_Provided data:_
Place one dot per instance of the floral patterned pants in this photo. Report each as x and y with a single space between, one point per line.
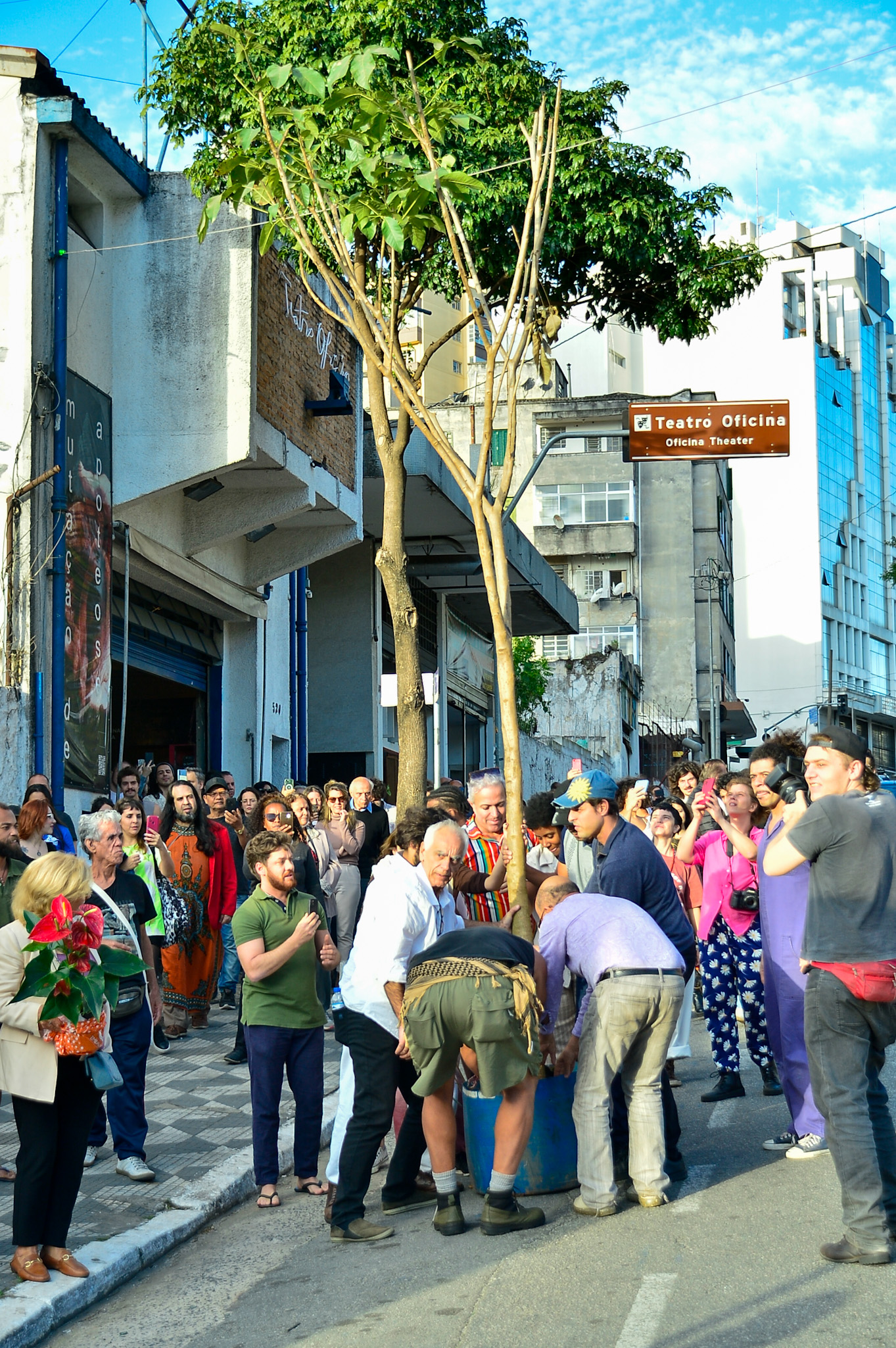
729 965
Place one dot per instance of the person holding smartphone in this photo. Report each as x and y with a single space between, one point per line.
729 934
* * *
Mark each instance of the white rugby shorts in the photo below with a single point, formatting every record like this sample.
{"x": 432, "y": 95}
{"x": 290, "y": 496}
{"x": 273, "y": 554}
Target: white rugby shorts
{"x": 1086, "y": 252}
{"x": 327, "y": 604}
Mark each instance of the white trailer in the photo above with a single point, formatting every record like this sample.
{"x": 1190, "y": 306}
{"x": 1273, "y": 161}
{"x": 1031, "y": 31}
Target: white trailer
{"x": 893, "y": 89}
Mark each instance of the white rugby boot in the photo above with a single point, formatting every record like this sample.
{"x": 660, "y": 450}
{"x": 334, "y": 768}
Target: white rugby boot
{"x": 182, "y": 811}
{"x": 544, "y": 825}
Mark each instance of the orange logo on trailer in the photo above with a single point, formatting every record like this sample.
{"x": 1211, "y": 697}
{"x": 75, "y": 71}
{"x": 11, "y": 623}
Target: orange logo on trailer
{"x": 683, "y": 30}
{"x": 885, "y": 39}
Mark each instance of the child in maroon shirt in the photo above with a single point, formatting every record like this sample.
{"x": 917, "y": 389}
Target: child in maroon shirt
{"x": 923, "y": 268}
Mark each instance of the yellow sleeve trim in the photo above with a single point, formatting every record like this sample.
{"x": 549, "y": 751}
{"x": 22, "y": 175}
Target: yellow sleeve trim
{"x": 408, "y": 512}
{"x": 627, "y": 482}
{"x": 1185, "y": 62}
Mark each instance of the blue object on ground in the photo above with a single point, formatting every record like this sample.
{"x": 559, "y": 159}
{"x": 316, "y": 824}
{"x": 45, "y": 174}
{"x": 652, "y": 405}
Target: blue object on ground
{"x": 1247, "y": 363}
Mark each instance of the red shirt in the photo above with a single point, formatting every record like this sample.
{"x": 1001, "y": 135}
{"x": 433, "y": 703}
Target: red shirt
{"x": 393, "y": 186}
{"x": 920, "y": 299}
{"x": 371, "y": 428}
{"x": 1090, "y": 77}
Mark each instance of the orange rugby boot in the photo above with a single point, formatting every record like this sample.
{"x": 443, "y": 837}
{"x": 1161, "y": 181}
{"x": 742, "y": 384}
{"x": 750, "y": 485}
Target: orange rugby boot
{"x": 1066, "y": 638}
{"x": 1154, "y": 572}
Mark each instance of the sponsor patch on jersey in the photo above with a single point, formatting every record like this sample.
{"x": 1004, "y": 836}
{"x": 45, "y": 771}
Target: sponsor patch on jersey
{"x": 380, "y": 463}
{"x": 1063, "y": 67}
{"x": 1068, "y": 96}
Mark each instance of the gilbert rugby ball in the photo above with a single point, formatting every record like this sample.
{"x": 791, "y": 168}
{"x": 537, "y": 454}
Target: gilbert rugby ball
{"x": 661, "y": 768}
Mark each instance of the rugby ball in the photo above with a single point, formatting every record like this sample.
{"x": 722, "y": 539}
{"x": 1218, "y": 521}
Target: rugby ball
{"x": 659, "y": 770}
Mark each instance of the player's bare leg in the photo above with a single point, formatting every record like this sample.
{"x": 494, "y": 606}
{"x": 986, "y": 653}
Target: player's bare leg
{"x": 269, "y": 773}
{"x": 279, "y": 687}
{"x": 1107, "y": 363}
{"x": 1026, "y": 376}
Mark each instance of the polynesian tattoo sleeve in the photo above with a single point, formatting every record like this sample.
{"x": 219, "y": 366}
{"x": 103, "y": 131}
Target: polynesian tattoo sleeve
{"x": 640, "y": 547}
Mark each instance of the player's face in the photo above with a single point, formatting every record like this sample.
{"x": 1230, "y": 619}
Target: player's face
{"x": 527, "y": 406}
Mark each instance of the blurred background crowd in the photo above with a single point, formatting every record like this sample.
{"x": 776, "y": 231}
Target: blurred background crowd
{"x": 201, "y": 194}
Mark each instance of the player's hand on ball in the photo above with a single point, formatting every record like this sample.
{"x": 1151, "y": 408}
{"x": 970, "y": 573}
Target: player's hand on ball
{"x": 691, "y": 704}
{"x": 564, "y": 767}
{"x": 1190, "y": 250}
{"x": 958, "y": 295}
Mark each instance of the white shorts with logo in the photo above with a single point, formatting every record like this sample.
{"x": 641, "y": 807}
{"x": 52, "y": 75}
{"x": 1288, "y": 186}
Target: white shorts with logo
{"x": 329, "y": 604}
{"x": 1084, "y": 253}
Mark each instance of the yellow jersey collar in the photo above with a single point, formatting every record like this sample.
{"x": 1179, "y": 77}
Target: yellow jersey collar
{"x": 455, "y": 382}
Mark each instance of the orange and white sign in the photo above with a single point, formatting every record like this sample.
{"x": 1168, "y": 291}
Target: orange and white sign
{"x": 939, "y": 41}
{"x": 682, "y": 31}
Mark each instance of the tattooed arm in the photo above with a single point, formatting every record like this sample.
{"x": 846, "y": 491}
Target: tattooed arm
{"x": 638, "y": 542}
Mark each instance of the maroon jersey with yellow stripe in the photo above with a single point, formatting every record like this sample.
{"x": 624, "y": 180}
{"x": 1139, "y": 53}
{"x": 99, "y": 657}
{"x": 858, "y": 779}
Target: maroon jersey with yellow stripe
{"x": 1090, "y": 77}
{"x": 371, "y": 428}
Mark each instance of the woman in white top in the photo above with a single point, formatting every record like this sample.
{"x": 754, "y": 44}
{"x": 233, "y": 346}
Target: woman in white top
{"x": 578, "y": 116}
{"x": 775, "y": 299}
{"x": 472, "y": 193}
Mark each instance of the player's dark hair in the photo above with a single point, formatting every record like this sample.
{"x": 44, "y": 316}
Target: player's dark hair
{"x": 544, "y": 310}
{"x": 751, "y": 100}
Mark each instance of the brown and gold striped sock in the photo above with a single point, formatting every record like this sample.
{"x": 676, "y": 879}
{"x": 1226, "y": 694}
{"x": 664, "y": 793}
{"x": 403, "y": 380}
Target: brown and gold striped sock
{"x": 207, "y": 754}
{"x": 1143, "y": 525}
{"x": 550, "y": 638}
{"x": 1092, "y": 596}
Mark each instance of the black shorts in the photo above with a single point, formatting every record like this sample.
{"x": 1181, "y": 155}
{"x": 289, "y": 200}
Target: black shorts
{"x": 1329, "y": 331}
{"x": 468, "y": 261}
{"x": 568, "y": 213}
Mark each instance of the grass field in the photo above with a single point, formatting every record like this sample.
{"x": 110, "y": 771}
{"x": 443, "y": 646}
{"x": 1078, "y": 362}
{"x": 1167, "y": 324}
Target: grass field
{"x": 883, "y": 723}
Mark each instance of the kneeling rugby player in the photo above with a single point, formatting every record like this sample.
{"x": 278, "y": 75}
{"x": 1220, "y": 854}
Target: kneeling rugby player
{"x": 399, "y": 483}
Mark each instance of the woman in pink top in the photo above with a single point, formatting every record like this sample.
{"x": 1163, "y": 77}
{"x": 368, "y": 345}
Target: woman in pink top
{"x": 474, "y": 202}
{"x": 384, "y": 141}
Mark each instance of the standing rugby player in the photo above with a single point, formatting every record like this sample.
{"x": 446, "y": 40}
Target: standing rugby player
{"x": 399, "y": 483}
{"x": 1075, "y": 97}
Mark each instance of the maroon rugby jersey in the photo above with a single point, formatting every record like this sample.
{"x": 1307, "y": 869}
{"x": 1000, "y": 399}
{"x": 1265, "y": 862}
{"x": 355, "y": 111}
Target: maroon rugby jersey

_Exercise prompt:_
Among the entries above, find the line with "Mark each instance of the brown" and the line with "Target: maroon rugby jersey"; give again exactly these two lines and all lines between them.

_Reply to the exercise:_
Mark each instance of the brown and gold striped sock in the photo above with a single point, formatting every record like this sample.
{"x": 676, "y": 879}
{"x": 1226, "y": 694}
{"x": 664, "y": 793}
{"x": 403, "y": 380}
Target: brown and gold striped sock
{"x": 207, "y": 754}
{"x": 1143, "y": 525}
{"x": 550, "y": 638}
{"x": 1092, "y": 596}
Mark each instance of the black shorts in the photo above with a single point, formatting every record like this sample.
{"x": 1181, "y": 155}
{"x": 289, "y": 200}
Target: black shorts
{"x": 1329, "y": 331}
{"x": 468, "y": 261}
{"x": 568, "y": 213}
Mark each instance of the grass field in the photo above with a single point, formatting every record like this sample.
{"x": 110, "y": 771}
{"x": 443, "y": 646}
{"x": 1078, "y": 362}
{"x": 1167, "y": 324}
Target: grass field
{"x": 883, "y": 723}
Mark each instance of the kneeling rugby player in the photo above with a single point, formatting every record like this sample.
{"x": 278, "y": 75}
{"x": 1220, "y": 854}
Target: kneeling rugby player
{"x": 399, "y": 483}
Mark each instance of the woman in pink top in the photo above with a single point, formatting every record like this sample.
{"x": 1163, "y": 77}
{"x": 368, "y": 345}
Target: woman in pink top
{"x": 474, "y": 202}
{"x": 384, "y": 141}
Mark each instance of the standing rugby player in the photo above with a single point, formatting every record like this sample.
{"x": 446, "y": 40}
Target: standing rugby player
{"x": 399, "y": 483}
{"x": 1075, "y": 97}
Mark each instance of the maroon rugby jersey in the photo above with a single point, formatting every record like this sample.
{"x": 1307, "y": 869}
{"x": 1000, "y": 399}
{"x": 1265, "y": 862}
{"x": 355, "y": 111}
Target: maroon rugby jersey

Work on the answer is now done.